Examining the results of a sample 1000 clients below shows a resultant minimum value of -2.29 and a maximum value of 3.08, with an average close to zero, which is what to be expected. The clients with the most negative value should in theory be more likely to be at risk of churn.

Now, instead of using this spread, I decided to normalise these values again, using the below formula in Power Query

Looking again at the results of a sample 1000 clients, the min and max were close to 0 and 1, and the average was around 0.43, which was actually the average for the entire data set.

Now this was done, the last step I made in Power Query was to re-categorise the Joined and Stayed client status based on these normalised values. If the normalised value was greater than 0.43, then it is likely that Joined or Stayed clients will remain and be “safe”. However, if it is less than 0.43 there is a higher risk that the client will churn, and would therefore classify as “@ risk”. Below shows this step:

Looking at two tables showing the extremes of the normalised values demonstrates the original and adjusted customer status based on the assessment. It shows that those clients with low scores who have actually stayed are probably at risk of churning in the future.

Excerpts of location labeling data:
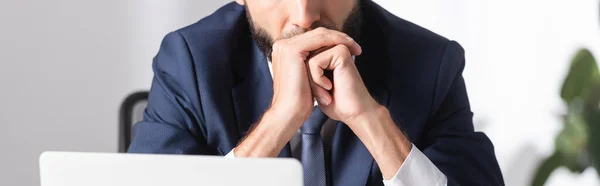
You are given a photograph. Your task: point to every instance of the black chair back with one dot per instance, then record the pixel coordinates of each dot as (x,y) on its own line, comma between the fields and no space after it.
(131,111)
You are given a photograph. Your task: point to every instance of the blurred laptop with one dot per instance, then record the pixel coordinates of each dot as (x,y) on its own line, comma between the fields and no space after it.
(102,169)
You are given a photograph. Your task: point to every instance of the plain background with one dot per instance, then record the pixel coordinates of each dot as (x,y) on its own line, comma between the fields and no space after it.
(66,65)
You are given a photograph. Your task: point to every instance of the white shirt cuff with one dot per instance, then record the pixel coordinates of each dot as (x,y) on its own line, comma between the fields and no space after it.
(417,169)
(230,154)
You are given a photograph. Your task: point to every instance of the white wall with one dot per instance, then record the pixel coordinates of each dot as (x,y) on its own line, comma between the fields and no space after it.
(65,66)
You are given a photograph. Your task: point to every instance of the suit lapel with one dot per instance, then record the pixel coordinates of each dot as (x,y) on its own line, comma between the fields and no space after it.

GOAL OF THE EXERCISE: In the text on client churn scores, what were the lowest and highest values in the 1000-client sample before the values were normalized?

TASK ANSWER: The lowest was -2.29 and the highest was 3.08.